Reproduce the lines from the one containing "Guideline: for each instance of the jacket" through the end of the records, replacing every occurrence of "concrete pillar" with "stone column" and leaving all else unchanged.

### Input rows
____________

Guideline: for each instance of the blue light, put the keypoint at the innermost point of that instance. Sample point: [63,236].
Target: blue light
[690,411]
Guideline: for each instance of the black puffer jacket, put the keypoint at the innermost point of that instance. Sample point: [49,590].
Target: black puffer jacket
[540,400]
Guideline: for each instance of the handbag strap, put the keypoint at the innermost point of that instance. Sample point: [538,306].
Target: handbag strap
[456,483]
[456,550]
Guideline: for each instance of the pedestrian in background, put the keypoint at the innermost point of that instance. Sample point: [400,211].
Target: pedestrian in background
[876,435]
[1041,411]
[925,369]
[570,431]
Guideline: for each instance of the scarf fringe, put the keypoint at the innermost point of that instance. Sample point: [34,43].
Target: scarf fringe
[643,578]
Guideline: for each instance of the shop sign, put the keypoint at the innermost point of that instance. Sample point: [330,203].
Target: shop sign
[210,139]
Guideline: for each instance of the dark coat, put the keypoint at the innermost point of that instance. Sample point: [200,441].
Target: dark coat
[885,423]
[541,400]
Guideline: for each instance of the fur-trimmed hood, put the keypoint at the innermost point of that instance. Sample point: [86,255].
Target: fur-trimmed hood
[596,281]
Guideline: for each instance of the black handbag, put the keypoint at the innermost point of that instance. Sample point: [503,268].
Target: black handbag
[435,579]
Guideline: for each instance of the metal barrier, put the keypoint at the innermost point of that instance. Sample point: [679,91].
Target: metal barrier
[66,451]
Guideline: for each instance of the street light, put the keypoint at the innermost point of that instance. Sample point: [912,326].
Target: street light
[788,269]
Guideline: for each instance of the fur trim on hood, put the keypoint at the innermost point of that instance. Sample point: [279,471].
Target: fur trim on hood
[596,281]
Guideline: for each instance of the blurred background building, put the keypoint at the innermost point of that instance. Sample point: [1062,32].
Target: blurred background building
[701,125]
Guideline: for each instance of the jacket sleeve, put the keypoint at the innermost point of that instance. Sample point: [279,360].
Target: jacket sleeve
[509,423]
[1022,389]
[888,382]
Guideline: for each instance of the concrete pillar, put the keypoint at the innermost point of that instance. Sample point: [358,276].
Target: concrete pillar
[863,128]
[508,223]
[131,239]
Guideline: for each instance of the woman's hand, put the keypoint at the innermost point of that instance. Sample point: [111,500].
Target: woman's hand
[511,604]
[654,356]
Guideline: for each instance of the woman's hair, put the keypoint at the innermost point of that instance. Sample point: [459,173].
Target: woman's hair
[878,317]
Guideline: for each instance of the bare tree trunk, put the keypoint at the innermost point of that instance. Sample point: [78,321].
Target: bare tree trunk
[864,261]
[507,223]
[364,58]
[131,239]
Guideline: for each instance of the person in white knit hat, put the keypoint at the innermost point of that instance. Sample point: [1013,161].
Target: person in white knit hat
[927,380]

____________

### Expected answer
Guideline: for each instance of the jacket sleeve, put the keypoint at the innermost point of that instance. Sample point: [279,360].
Target: jacket sleeve
[509,423]
[1022,389]
[888,382]
Guideline: for each instance of the stone column, put the keypoint at the innermost point of that instance. Sample point: [358,276].
Target: stone column
[863,128]
[508,223]
[131,239]
Guideline: for each instance of the woman's hand, put the keypoint at the innermost point of that instance. Sample point: [111,500].
Target: woman's hand
[511,604]
[654,356]
Guideline: for each instance of the woman's hair, put the keypoint at the innermost point of that instance. Sample point: [459,173].
Target: woman's hair
[878,317]
Guideline: for each instance of the bare tree trunk, put the keypoint at the innermost point of that instance. Sample point: [78,321].
Target: bare tree trunk
[864,261]
[507,223]
[364,58]
[131,239]
Guideline: for each instance of the person in white knit hat, put the keypoint at the innermost point of that instance. Sample point: [1013,161].
Target: person in white knit hat
[927,380]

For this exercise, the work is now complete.